- [Written task 1] Gather every line of the rows below that contains the string "side", and copy each one.

- [Document extract]
Very clear explanations. A faster way to reach the split k, 4k, is to notice that both triangles have the same height, therefore their bases must have the same ratio as their areas, that ratio being 28/7 = 4.

I love thinking in an alternative way! Instead of introducing the intersecting chords theorem I considered proportionality of green and purple triangles. n : h = h : m ---> h^2 = m * n ---> h^2 = 4 * m^2 ---> h = 2m Since m * h = 14 ---> m * 2m = 14 ---> m^2 = 7 ---> m = sqrt(7) Since n = 4m ---> n = 4 * sqrt(7) So we can obtain the diameter of the circle D = m + n = 5 * sqrt(7) Finally, area of the semi-circle is A = pi * D^2 / 8 = pi * 25 * 7 /8 = pi * 175/8 ; - )

Very nice method. Another way to get h in terms of k instead of intersecting chord theorem is to use the theorem Pythagorous on the three triangles.

Owesome sir , saw this late but enjoying

It is clear that one more equation is needed to find the radius. We get from the similarity of right triangles n/h=h/m. mn= h^2. Multiply the first two equations, we get h^4=56*14. Further it is clear. The relationship between the height of a right triangle and the segments of the hypotenuse is studied in the school curriculum. The height is the average proportional between the projections of the legs on the hypotenuse. You probably have a different program from ours.

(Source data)
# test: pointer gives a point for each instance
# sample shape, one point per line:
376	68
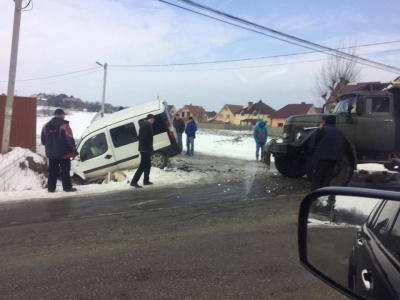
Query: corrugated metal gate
23	123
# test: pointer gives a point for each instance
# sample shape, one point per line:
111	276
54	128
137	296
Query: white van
110	144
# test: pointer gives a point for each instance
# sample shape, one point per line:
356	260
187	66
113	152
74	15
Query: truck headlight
298	136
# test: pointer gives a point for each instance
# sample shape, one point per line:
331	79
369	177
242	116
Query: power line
47	77
253	58
226	68
287	38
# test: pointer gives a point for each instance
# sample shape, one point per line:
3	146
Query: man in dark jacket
179	125
329	150
145	149
190	131
60	148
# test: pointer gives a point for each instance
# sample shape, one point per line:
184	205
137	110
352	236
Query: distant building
172	110
279	117
254	112
211	115
196	112
227	114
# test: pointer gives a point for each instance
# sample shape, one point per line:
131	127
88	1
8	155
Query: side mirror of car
350	239
360	107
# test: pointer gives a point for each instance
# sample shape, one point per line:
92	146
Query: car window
393	242
158	126
124	135
385	219
377	105
374	213
94	146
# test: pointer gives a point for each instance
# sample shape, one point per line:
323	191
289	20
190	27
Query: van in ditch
110	143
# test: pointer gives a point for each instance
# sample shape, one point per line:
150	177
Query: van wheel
159	160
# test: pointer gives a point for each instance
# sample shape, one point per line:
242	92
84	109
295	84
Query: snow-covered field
20	183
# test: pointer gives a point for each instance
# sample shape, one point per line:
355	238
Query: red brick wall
23	123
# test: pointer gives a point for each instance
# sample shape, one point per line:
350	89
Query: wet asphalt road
231	235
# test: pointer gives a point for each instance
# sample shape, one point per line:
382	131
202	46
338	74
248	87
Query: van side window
393	244
377	105
124	135
158	126
93	147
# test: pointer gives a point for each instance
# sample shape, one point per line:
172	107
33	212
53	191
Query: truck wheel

- [Written task 2] Duplicate a passage from the semicircle thread above, beginning at the words "I love thinking" and stopping after "the three triangles.".

- [Correct result 1]
Query: side mirror of car
Query: van side window

- [Correct result 2]
I love thinking in an alternative way! Instead of introducing the intersecting chords theorem I considered proportionality of green and purple triangles. n : h = h : m ---> h^2 = m * n ---> h^2 = 4 * m^2 ---> h = 2m Since m * h = 14 ---> m * 2m = 14 ---> m^2 = 7 ---> m = sqrt(7) Since n = 4m ---> n = 4 * sqrt(7) So we can obtain the diameter of the circle D = m + n = 5 * sqrt(7) Finally, area of the semi-circle is A = pi * D^2 / 8 = pi * 25 * 7 /8 = pi * 175/8 ; - )

Very nice method. Another way to get h in terms of k instead of intersecting chord theorem is to use the theorem Pythagorous on the three triangles.